= Beginning of Section =
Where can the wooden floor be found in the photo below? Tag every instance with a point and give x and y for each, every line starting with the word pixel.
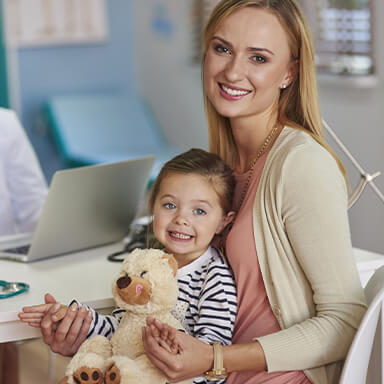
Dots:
pixel 38 365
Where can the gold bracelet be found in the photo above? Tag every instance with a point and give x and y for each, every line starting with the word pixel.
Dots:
pixel 218 372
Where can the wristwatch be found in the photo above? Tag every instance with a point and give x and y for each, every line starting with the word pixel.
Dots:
pixel 218 372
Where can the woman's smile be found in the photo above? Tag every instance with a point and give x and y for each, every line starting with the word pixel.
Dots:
pixel 232 93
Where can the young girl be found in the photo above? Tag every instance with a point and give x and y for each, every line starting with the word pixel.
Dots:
pixel 191 202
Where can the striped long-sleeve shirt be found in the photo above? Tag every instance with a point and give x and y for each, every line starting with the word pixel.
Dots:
pixel 206 306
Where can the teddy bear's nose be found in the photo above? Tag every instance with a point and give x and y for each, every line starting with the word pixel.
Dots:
pixel 123 282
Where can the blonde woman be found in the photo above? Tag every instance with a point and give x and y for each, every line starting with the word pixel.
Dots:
pixel 299 294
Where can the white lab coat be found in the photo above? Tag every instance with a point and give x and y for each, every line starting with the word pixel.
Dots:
pixel 22 184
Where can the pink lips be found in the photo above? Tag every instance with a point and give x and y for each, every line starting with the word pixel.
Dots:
pixel 229 97
pixel 180 239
= End of Section =
**Exercise aim**
Where a line of the listing holds "woman", show that line.

**Answer section**
Where can the woman's smile be found in the photo above? Tag every instance with a point and give x and y for each, every line starting with the word pixel.
Where can the blonde woman be found in the photo above? Tag every instance with a point and give x and y for each, every line starting with the word pixel.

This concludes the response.